Given exercise =
Copy out every line of the material below that contains the word "woman".

Records for the task =
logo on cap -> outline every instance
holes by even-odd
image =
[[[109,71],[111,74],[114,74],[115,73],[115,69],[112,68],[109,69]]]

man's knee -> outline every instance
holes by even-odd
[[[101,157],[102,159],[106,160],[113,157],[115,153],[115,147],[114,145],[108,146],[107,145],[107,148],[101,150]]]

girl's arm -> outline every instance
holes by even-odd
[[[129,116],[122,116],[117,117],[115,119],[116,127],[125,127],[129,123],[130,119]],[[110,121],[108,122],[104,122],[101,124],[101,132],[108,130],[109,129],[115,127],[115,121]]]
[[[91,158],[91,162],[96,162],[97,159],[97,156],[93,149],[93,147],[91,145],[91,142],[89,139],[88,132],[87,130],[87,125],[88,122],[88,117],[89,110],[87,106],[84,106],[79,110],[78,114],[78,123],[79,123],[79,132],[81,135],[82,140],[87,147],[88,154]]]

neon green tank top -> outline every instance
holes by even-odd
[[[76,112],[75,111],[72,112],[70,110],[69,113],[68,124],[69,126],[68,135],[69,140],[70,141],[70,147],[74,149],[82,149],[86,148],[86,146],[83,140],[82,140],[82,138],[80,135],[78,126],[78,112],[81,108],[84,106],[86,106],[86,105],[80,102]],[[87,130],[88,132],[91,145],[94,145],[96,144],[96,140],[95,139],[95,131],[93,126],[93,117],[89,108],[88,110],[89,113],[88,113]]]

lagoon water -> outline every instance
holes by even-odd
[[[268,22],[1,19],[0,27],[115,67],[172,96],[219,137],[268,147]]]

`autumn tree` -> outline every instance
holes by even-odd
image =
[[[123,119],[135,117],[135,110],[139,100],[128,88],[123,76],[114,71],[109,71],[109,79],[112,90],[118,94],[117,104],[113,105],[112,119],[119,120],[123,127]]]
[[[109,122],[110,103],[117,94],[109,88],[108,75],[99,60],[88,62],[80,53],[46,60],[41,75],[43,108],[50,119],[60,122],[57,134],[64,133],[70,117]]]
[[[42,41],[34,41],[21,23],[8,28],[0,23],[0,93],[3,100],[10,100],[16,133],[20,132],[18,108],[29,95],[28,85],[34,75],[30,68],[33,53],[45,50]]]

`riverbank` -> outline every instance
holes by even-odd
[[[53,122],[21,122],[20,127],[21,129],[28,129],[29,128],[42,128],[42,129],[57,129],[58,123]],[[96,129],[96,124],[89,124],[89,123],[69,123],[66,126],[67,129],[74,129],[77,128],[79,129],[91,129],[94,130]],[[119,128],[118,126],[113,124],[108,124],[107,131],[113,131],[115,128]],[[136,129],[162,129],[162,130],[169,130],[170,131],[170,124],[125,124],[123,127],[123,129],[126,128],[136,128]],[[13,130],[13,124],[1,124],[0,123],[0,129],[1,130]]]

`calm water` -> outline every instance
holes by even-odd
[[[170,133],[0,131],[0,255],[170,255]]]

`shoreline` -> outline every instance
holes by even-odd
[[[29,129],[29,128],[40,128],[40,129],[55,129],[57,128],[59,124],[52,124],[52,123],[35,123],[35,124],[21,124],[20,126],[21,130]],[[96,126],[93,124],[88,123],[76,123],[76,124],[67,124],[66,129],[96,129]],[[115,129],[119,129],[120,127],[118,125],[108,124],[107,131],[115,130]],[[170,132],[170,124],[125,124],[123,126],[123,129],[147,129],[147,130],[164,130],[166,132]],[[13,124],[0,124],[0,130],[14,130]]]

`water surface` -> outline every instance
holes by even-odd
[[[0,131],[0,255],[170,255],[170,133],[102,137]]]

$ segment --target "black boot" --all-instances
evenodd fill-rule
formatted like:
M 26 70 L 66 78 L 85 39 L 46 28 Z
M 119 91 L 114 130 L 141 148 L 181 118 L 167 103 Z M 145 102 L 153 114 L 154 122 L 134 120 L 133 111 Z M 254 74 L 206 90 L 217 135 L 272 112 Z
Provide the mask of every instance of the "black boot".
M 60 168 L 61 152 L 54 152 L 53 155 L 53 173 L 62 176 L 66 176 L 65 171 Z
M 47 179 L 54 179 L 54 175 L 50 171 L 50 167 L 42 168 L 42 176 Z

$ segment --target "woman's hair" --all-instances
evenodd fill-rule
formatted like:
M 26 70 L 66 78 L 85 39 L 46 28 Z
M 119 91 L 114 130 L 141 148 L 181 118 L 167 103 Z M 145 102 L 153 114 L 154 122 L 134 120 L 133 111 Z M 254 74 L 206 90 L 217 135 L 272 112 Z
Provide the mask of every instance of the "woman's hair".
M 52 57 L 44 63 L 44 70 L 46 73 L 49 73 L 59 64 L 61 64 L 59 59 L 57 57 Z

---

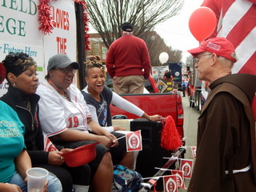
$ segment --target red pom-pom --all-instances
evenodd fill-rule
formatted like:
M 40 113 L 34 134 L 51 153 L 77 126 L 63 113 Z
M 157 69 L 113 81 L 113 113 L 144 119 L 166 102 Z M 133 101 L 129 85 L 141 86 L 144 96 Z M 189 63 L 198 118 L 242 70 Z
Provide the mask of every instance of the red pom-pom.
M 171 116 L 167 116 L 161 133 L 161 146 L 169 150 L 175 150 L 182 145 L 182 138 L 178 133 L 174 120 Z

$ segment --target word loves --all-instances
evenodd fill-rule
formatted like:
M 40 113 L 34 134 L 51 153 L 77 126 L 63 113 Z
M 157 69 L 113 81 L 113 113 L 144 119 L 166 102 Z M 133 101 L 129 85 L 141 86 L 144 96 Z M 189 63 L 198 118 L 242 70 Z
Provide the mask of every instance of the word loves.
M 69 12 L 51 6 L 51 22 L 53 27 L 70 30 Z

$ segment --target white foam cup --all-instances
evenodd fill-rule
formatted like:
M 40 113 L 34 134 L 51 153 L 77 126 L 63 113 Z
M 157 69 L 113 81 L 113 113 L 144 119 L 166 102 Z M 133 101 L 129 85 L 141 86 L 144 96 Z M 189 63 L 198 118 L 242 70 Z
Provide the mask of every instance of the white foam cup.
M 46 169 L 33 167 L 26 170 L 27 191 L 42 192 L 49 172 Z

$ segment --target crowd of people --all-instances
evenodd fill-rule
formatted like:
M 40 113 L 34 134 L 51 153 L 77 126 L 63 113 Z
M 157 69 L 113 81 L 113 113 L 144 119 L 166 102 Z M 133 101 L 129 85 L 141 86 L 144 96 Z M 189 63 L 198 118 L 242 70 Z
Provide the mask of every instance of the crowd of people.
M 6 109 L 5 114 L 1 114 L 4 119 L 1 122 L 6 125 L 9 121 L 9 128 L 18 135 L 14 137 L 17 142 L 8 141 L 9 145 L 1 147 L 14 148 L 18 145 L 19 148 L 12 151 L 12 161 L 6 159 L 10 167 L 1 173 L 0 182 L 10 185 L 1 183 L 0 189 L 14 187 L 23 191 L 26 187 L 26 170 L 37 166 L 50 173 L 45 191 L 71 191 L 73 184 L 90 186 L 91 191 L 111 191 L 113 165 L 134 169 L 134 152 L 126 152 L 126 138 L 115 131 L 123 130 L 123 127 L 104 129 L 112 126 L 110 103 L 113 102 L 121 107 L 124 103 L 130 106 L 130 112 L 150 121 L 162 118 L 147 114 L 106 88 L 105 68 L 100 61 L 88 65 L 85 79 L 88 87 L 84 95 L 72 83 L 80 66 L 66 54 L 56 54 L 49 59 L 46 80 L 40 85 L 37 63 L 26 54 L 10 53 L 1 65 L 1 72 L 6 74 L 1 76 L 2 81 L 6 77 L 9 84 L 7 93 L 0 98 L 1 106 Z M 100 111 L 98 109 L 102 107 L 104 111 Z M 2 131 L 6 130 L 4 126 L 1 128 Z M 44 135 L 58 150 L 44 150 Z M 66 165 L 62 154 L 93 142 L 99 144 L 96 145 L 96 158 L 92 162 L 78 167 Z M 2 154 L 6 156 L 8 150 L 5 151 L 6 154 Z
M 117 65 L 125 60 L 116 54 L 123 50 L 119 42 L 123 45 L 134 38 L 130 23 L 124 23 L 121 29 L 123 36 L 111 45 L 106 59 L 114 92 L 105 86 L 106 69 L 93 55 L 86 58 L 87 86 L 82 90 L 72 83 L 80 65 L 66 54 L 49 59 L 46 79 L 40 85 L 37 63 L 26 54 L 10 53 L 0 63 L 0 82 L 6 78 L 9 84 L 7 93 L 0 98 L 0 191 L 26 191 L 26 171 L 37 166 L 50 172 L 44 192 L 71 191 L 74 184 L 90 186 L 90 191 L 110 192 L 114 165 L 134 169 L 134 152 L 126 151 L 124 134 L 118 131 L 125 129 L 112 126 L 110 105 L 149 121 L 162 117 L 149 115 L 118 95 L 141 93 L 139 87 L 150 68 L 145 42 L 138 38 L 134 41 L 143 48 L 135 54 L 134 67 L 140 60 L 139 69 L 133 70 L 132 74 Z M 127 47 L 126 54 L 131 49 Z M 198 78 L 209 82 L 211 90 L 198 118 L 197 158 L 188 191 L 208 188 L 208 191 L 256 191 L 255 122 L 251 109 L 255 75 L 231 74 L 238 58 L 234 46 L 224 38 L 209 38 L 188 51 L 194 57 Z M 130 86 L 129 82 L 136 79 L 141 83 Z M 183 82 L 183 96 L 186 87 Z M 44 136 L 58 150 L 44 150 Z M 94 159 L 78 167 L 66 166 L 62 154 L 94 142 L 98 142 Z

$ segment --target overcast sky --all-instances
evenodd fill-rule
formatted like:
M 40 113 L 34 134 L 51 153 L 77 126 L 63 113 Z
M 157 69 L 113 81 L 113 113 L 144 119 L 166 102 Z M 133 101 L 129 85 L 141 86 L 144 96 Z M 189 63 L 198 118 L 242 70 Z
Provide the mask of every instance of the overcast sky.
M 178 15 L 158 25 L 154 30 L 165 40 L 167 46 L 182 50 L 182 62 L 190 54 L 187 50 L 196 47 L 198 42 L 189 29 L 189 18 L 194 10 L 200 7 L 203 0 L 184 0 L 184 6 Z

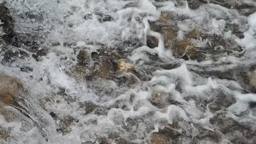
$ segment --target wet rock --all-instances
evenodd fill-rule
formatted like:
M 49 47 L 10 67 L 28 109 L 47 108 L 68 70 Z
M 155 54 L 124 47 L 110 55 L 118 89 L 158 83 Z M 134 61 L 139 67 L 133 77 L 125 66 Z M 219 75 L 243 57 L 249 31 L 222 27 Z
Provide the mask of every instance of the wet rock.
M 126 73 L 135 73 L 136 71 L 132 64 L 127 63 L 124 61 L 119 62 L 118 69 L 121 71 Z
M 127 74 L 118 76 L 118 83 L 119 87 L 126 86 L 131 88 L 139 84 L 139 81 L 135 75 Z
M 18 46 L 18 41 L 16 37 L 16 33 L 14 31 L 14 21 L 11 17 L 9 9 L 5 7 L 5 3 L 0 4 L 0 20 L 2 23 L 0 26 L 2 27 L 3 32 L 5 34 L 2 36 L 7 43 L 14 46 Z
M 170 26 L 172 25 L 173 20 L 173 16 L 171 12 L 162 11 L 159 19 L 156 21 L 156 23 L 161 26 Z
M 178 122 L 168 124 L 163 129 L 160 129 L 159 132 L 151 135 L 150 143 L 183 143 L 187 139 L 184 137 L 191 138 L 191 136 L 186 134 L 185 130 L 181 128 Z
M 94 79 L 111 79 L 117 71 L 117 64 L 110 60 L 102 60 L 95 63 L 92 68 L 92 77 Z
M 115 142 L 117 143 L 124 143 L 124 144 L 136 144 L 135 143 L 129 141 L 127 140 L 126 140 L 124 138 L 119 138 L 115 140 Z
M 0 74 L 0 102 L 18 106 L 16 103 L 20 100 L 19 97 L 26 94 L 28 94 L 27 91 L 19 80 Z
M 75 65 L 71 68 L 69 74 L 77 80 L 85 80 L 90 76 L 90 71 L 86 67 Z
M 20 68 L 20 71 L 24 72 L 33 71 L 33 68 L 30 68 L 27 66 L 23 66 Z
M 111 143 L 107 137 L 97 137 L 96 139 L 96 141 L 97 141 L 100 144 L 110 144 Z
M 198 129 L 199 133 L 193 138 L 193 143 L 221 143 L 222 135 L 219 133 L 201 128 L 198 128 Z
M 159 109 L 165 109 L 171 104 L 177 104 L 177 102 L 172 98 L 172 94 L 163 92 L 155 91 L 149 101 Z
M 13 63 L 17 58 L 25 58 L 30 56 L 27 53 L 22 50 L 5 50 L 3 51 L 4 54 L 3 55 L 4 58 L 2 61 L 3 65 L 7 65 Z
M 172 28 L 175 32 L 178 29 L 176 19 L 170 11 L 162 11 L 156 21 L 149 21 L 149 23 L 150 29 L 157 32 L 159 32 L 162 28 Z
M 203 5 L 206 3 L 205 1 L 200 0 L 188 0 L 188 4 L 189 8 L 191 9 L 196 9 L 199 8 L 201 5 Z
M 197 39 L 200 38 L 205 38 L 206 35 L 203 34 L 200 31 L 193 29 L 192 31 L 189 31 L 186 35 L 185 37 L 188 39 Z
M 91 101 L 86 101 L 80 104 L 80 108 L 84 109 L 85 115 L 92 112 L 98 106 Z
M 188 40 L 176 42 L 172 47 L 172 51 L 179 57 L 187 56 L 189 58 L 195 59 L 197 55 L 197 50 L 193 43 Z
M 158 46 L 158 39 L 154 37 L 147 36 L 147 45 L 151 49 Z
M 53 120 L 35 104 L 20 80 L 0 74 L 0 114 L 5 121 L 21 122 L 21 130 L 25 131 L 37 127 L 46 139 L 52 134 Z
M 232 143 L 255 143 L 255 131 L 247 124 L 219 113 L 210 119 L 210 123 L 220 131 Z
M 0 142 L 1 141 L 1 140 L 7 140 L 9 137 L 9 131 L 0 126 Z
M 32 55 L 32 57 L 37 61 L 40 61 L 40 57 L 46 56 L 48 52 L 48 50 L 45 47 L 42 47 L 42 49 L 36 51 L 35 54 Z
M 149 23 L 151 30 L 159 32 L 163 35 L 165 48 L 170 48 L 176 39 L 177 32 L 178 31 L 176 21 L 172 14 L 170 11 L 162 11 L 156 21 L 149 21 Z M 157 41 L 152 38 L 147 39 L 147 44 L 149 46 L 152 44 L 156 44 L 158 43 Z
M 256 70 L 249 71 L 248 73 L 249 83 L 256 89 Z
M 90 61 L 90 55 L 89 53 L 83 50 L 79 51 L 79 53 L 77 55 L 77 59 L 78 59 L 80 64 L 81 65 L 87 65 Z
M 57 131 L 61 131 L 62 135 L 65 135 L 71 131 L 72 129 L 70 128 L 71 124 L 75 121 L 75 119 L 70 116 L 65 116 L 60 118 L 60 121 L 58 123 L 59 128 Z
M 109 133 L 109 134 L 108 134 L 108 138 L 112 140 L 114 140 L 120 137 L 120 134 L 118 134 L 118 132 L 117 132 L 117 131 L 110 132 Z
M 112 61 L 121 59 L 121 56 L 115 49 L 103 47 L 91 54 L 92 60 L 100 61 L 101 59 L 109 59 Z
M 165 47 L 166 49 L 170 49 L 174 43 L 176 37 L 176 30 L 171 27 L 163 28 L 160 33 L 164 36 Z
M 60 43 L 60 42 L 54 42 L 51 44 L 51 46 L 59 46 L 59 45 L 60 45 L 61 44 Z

Solved problem =
$ segment --target "woman's hair" --all-instances
Provide the mask of every instance of the "woman's hair".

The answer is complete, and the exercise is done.